§ What you will do: Each line of the entries below that holds "cloud" is needed, copied in full.

§ Supplied data:

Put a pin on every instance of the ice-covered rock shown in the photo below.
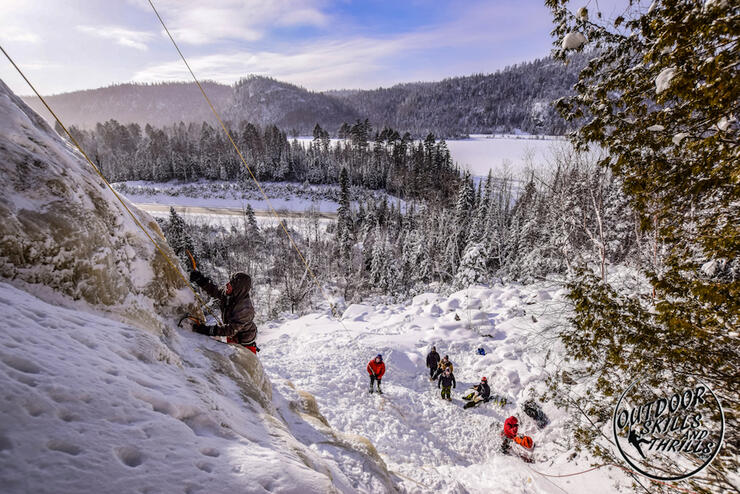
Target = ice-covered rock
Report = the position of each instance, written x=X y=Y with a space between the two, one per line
x=678 y=138
x=63 y=230
x=664 y=79
x=105 y=394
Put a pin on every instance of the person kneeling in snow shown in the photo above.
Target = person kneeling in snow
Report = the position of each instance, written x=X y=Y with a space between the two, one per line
x=481 y=393
x=376 y=369
x=511 y=427
x=446 y=380
x=442 y=366
x=432 y=362
x=237 y=311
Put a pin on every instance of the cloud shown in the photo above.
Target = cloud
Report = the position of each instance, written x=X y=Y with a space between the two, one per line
x=201 y=23
x=18 y=35
x=122 y=36
x=359 y=62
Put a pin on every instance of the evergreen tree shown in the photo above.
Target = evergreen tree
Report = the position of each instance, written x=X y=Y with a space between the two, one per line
x=179 y=238
x=660 y=100
x=344 y=220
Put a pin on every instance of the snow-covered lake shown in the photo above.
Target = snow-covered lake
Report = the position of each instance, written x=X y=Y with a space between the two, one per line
x=482 y=152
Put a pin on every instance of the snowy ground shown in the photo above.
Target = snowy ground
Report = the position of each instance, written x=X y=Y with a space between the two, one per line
x=228 y=218
x=434 y=445
x=93 y=405
x=482 y=152
x=224 y=194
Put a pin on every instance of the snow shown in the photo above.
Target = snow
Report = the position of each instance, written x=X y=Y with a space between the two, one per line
x=663 y=81
x=481 y=153
x=224 y=194
x=94 y=405
x=678 y=138
x=573 y=41
x=433 y=445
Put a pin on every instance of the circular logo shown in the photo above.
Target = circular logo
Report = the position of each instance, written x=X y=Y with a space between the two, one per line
x=668 y=433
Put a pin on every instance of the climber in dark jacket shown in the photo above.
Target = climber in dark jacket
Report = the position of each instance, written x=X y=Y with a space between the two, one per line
x=237 y=311
x=432 y=362
x=445 y=381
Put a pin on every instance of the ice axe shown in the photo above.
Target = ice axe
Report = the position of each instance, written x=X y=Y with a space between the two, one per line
x=188 y=316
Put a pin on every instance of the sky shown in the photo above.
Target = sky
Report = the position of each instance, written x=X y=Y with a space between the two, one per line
x=318 y=44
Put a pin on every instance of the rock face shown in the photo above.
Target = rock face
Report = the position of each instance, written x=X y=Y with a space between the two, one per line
x=63 y=229
x=105 y=393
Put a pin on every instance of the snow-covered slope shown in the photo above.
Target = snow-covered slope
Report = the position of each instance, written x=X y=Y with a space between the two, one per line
x=93 y=405
x=63 y=230
x=434 y=445
x=100 y=392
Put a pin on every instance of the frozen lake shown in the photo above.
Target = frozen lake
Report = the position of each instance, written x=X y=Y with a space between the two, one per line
x=514 y=153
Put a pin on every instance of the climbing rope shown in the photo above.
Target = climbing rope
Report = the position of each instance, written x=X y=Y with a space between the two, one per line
x=241 y=156
x=574 y=474
x=100 y=174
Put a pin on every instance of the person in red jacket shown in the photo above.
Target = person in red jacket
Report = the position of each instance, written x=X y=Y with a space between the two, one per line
x=511 y=428
x=376 y=369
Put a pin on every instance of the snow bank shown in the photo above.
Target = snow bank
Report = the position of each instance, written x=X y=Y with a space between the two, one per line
x=93 y=405
x=63 y=230
x=431 y=444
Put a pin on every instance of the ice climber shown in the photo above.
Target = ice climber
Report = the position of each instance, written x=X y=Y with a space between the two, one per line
x=511 y=427
x=376 y=369
x=237 y=311
x=446 y=381
x=442 y=366
x=481 y=393
x=432 y=362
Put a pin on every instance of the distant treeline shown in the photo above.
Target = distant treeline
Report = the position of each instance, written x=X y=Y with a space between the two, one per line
x=574 y=215
x=521 y=97
x=375 y=159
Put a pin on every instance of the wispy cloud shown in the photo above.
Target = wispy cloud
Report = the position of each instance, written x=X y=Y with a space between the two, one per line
x=200 y=23
x=18 y=35
x=121 y=36
x=360 y=62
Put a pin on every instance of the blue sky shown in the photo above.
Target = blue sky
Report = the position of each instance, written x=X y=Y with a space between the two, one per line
x=319 y=44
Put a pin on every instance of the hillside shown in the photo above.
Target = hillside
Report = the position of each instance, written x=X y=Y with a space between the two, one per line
x=265 y=101
x=154 y=104
x=517 y=97
x=101 y=390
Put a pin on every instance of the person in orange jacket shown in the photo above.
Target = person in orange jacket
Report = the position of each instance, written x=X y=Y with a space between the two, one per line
x=511 y=429
x=376 y=369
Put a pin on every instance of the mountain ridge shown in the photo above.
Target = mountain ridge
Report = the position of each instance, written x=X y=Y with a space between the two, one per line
x=518 y=97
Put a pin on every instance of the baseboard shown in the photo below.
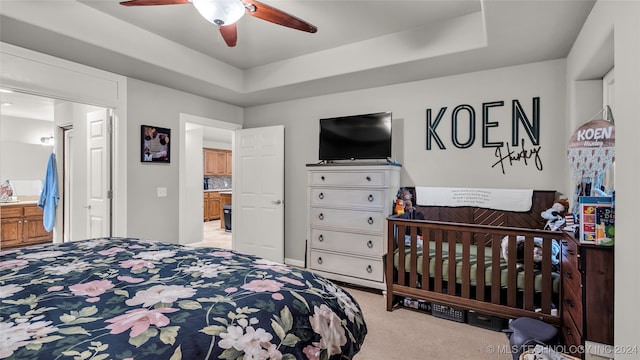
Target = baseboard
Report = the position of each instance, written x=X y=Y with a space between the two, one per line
x=294 y=262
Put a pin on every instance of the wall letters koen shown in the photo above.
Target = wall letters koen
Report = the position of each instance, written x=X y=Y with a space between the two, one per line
x=465 y=115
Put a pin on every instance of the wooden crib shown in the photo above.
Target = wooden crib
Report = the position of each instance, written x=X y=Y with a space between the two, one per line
x=475 y=236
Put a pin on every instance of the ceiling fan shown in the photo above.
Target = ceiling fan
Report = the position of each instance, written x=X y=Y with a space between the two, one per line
x=225 y=14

§ Output:
Put a pin on every instance of the cloud shown in the photo above.
Target = cloud
Put a pin on every instance of the wispy cloud shown in the photo above.
Target = wispy cloud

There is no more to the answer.